## [Collection entries]

=-=-=-=-=

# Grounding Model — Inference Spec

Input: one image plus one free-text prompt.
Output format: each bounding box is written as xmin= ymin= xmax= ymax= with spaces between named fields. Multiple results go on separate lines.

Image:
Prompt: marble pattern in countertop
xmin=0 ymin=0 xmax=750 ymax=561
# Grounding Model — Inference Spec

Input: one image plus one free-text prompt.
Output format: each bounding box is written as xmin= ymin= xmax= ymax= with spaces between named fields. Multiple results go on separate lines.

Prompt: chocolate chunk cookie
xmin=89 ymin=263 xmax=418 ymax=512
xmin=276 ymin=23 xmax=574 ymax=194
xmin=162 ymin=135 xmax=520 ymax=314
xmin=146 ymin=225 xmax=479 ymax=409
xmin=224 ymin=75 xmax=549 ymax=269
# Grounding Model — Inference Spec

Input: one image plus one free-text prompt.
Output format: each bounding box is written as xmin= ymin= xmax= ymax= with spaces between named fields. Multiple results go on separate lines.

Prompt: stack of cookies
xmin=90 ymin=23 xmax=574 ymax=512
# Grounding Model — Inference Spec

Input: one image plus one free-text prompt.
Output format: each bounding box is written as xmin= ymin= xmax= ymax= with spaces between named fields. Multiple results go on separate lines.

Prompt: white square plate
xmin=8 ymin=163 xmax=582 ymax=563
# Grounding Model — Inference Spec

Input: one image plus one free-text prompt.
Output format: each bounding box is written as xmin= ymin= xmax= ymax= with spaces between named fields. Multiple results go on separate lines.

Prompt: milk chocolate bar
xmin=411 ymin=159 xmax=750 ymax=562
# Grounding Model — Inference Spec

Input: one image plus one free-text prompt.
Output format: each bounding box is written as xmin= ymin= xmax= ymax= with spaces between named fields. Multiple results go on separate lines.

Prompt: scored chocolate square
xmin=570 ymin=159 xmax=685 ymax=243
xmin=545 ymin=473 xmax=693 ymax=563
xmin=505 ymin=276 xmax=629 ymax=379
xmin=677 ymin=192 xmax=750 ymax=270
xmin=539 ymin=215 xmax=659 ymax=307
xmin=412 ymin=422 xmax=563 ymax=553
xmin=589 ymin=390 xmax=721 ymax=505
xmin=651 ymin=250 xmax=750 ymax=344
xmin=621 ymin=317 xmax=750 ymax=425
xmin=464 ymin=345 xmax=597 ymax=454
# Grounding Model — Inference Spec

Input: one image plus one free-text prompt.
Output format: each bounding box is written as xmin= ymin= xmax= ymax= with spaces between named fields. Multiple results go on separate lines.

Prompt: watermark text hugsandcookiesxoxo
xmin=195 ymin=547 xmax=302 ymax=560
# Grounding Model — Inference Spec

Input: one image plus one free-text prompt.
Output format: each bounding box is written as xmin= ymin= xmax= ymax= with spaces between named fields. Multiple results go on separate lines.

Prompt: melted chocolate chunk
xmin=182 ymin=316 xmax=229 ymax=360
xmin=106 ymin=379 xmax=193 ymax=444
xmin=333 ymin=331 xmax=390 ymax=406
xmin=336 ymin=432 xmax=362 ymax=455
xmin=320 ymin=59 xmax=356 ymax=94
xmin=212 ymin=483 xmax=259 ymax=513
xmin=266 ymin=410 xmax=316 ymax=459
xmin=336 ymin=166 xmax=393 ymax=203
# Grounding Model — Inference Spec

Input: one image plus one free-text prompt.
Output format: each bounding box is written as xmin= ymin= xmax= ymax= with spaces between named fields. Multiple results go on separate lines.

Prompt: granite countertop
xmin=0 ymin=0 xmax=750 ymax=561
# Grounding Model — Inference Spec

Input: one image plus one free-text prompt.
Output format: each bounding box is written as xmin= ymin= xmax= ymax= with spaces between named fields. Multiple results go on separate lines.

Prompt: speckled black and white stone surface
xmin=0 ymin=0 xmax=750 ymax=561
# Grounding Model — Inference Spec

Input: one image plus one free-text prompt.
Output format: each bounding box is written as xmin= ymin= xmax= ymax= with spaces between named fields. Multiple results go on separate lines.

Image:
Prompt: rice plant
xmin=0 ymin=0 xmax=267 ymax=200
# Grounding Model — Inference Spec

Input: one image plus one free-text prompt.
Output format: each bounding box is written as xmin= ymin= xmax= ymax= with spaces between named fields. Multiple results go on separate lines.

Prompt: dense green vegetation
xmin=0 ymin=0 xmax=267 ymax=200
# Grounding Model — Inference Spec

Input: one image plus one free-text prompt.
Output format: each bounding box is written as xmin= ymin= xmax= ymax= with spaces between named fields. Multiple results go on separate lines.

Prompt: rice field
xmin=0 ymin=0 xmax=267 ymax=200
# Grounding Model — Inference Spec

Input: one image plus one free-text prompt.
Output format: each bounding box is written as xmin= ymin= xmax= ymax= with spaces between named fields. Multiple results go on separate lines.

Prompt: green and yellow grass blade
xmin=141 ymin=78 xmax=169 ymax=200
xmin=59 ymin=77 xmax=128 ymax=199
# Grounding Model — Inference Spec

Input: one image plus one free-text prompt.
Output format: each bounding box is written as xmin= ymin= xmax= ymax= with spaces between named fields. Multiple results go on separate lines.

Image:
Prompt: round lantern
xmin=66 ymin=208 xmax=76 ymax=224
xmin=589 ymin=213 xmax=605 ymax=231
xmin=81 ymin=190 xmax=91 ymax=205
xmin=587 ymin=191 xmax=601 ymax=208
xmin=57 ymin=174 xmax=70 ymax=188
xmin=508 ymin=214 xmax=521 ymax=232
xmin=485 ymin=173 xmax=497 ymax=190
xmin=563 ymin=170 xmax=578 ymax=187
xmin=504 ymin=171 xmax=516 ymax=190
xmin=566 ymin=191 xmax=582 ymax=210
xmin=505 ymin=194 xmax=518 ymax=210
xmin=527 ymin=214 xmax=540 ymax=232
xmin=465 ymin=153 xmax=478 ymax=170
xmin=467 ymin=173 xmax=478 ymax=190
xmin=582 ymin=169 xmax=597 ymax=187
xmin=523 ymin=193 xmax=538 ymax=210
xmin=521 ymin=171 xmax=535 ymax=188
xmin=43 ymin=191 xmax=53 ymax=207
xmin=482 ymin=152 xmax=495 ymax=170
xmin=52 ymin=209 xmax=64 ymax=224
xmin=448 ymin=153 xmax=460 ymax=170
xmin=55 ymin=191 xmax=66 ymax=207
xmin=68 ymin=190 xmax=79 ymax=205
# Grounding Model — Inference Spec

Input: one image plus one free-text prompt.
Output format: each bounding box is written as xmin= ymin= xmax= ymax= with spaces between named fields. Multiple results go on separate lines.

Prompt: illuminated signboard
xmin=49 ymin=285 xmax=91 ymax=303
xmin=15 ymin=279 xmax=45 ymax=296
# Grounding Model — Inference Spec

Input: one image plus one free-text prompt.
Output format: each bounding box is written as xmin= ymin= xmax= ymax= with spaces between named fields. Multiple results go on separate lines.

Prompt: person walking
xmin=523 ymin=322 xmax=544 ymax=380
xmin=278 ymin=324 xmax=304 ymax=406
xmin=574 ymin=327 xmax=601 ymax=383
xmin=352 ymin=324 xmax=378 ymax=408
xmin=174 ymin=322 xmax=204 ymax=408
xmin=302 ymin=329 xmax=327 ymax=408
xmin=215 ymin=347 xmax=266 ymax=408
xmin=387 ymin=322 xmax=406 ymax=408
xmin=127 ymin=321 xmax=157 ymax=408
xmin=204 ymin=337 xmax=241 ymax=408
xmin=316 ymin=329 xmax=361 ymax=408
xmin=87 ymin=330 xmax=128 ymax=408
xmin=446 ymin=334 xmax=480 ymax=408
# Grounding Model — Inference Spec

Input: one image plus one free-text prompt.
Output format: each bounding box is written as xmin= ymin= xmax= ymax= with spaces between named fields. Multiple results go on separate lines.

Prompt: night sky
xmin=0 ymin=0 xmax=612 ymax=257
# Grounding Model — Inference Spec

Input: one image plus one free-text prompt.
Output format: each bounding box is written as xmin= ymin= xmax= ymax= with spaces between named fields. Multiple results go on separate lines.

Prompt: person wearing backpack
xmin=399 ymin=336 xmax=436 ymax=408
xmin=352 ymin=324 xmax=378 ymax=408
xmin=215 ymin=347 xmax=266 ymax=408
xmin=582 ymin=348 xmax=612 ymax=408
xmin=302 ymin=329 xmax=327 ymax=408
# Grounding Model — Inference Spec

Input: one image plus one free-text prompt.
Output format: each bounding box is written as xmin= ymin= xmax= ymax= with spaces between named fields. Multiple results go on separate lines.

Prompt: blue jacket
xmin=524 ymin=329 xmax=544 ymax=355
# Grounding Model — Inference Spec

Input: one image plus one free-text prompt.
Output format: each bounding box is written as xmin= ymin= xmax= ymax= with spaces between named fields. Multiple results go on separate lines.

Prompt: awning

=-=-=-=-=

## [GIVEN PROBLEM]
Could you rewrite the data from its start up to and including the line with "xmin=8 ymin=163 xmax=582 ymax=563", swapping "stack of cookies" for "pile of cookies" and leaving everything else unchanged?

## [THE RESPONSE]
# Grounding Model — Inference Spec

Input: one image plus one free-text prompt.
Output format: each bounding box is written as xmin= ymin= xmax= ymax= with spaces between named fields. Multiple results go on separate lines.

Image:
Prompt: marble pattern in countertop
xmin=0 ymin=0 xmax=750 ymax=561
# Grounding Model — Inference Spec

Input: one image plus one free-text prompt.
Output format: each bounding box is written as xmin= ymin= xmax= ymax= with spaces between named fields. Multiple results go on separate lines.

Prompt: chocolate chunk cookie
xmin=89 ymin=263 xmax=418 ymax=512
xmin=276 ymin=23 xmax=574 ymax=194
xmin=162 ymin=135 xmax=520 ymax=314
xmin=146 ymin=225 xmax=479 ymax=409
xmin=224 ymin=75 xmax=549 ymax=269
# Grounding Model — Inference Spec

Input: one image plus one free-text prompt.
Output format: each bounding box is written as xmin= ymin= xmax= ymax= with spaces between named fields. Multiple results go on separate lines.

Prompt: pile of cookies
xmin=90 ymin=23 xmax=574 ymax=512
# Grounding Model — Inference Spec

Input: one image plus one free-text prompt.
Output format: each bounding box is written as xmin= ymin= xmax= ymax= with spaces between named fields. Multiple results go on separate lines.

Prompt: white square plate
xmin=8 ymin=163 xmax=582 ymax=563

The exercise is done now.